_PASSAGE PROVIDED:_
# # #

General-Purpose Artificial Intelligence: Transforming Business in the Future
The 2016 Annual Hitachi Lectureship at AAAS will be addressed by Dr. Kazuo Yano, Corporate Officer and Corporate Chief Scientist, Director, Hitachi Artificial-Intelligence Laboratory, Hitachi, Ltd., and disscussant David Rejeski, Director, Technology, Innovation and the Environment Project, Environmental Law Institute.
Description
Artificial Intelligence (AI) technology such as deep learning has attracted significant attention from the mainstream media in recent years. Yet stories of successful business models, moreover, profitable ones, based on AI technology remain scarce. What are the possible missing links between the available technologies and the desirable business outcomes? The lecture will address this question and explore the development of post-deep-learning AI technology as one such link that can drive and impact business outcomes. This general-purpose AI, added-on to general systems, enables the system to learn and grow automatically, which Hitachi has applied to 57 cases in 14 domains. This lecture will further cover real use cases in the fields of finance, industry, retail, logistics and transportation, to examine prospective changes we face in the future of business.

# # #

_INFORMATION GIVEN:_

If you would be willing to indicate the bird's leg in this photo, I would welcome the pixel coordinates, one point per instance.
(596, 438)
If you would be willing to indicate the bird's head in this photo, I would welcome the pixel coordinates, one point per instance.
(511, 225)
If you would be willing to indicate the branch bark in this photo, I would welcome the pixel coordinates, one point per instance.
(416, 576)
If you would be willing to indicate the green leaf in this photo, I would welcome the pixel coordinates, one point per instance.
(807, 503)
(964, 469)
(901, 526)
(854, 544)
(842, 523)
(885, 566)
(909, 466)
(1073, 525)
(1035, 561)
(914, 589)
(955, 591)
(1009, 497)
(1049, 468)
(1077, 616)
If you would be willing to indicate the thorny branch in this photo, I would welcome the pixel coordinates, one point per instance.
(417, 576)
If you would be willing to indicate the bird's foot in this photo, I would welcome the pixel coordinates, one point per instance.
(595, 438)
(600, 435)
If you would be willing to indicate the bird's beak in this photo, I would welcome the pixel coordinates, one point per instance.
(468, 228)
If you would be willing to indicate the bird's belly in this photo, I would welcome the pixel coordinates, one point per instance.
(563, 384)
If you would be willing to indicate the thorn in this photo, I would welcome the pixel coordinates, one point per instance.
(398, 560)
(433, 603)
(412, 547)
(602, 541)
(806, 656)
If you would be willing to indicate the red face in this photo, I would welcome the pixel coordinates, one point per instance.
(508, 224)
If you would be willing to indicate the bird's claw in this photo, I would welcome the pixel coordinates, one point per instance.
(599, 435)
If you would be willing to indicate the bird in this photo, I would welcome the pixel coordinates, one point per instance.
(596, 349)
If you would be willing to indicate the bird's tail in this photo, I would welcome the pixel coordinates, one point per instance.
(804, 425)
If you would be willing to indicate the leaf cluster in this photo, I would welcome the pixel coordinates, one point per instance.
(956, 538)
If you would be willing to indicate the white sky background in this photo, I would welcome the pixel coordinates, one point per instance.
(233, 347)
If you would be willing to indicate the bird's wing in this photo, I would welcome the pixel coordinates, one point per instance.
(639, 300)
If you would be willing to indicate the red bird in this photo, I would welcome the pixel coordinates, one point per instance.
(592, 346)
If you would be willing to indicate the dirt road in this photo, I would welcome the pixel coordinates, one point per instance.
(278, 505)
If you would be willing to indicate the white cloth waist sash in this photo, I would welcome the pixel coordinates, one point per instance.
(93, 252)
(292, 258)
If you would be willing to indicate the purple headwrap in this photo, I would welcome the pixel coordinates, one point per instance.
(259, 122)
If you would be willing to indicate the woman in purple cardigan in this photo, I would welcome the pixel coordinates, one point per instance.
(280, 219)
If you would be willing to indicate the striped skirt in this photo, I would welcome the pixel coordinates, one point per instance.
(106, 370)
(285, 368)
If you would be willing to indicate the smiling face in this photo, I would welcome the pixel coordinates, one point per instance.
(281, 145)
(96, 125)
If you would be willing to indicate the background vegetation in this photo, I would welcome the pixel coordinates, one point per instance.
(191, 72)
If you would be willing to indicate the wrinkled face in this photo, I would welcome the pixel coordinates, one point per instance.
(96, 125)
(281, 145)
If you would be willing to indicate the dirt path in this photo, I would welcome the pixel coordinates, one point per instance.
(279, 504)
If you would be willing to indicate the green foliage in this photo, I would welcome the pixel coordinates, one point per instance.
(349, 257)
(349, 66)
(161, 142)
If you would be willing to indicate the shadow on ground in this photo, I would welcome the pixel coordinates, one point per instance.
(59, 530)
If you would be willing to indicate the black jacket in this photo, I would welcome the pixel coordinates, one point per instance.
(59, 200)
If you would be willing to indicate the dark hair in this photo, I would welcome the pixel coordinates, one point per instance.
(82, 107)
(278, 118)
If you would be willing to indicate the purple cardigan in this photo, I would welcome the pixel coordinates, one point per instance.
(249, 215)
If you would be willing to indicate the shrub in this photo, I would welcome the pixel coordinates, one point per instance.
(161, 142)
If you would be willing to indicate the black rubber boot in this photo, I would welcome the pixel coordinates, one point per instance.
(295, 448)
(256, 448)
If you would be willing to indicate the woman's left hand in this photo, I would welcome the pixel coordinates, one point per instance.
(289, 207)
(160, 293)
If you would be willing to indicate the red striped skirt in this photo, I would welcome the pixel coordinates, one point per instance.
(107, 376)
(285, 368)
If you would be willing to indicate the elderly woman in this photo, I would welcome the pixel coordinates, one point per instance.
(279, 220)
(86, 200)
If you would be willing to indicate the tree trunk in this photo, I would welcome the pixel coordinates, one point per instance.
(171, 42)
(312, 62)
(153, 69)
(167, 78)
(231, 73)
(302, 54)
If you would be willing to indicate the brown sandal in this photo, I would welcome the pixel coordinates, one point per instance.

# # #

_EXERCISE SET:_
(1) According to the lecture announcement, why will the lecture explore post-deep-learning AI technology? Answer in one to three sentences.
(2) From the lecture announcement, extract the passage that begins at the words "Description" and stops after "future of business.".
None of the lines have any bearing on this.

_SOLVED PROBLEMS:_
(1) Successful and profitable business models based on AI remain scarce despite media attention, which suggests missing links between available technologies and desirable business outcomes. The lecture presents post-deep-learning AI as one such link that can drive and impact business outcomes.

(2)
Description
Artificial Intelligence (AI) technology such as deep learning has attracted significant attention from the mainstream media in recent years. Yet stories of successful business models, moreover, profitable ones, based on AI technology remain scarce. What are the possible missing links between the available technologies and the desirable business outcomes? The lecture will address this question and explore the development of post-deep-learning AI technology as one such link that can drive and impact business outcomes. This general-purpose AI, added-on to general systems, enables the system to learn and grow automatically, which Hitachi has applied to 57 cases in 14 domains. This lecture will further cover real use cases in the fields of finance, industry, retail, logistics and transportation, to examine prospective changes we face in the future of business.